§ **GIVEN PROBLEM A**: Extract the passage of the forum thread from "Welcome to the" up to and including "of the state!", copying it word for word.

§ **SELECTION**:
* start *

Welcome to the forum @Imjustsosweet ! The hunt and being out in the woods is simply the Best! Maybe You and @ThomasCR (Welcomes to You aswell Thomas)can compare notes, ideas, & help one another out? Worth a shot, if Ya still looking for partners? Were getting close and the rain is upon us!


----------



## greys (Mar 9, 2013)

Center of the state!


----------



## Gary Poe (Apr 5, 2021)

Hey guys. I've been hunting and teaching my kids for several years, Ive been reading the forum for a while and liking what I've been reading on here, it all will come helpful in the future. I might do a scout this weekend and see what's around here "Harrison County" ill let yall know of any finds. I've found a few deer sheds including one non typical while hunting, the sport is multi purpose so keep an open mind I've learned. I'm trying to learn more about fungi in general as I haven't had a "chicken of the woods" or any other sort that seems to be on everyone's wish list. Have a good'en N letter rain!

* end *

§ **GIVEN PROBLEM B**: Among the entries, reproduce the lines from the line with "water. Report pixel corners as JSON arrays." up to and including the line with "[[19, 229, 512, 355]]", replacing "muddy brown" with "murky brown" and changing nothing else. Give only those lines.

§ **SUPPLIED RECORDS**:
* start *

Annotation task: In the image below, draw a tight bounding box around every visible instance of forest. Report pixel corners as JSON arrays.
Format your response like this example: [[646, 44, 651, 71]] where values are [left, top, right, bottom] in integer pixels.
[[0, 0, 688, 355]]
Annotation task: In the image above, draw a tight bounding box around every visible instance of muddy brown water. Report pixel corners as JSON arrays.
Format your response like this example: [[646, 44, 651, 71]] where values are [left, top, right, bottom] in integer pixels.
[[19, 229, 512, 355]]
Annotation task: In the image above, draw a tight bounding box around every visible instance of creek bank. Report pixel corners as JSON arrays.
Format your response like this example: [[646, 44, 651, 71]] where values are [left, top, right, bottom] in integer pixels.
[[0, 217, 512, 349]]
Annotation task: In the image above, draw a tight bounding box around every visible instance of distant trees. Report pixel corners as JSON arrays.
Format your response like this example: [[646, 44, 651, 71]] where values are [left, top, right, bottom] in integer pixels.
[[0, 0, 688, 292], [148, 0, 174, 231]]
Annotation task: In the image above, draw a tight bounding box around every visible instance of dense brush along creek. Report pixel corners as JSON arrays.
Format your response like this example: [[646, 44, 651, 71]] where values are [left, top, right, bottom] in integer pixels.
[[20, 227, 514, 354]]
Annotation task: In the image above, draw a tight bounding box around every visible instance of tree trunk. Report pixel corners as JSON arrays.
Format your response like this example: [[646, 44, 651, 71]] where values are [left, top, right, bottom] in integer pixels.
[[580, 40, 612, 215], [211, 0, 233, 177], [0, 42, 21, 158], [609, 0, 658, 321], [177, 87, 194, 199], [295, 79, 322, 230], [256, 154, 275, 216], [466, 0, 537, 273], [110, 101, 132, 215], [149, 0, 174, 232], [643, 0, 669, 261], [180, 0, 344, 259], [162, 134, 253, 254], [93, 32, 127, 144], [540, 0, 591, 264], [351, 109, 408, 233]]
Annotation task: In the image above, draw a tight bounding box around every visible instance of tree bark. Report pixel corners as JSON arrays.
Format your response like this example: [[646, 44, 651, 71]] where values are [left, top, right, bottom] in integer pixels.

* end *

§ **SOLUTION A**:
Welcome to the forum @Imjustsosweet ! The hunt and being out in the woods is simply the Best! Maybe You and @ThomasCR (Welcomes to You aswell Thomas)can compare notes, ideas, & help one another out? Worth a shot, if Ya still looking for partners? Were getting close and the rain is upon us!


----------



## greys (Mar 9, 2013)

Center of the state!

§ **SOLUTION B**:
Annotation task: In the image above, draw a tight bounding box around every visible instance of murky brown water. Report pixel corners as JSON arrays.
Format your response like this example: [[646, 44, 651, 71]] where values are [left, top, right, bottom] in integer pixels.
[[19, 229, 512, 355]]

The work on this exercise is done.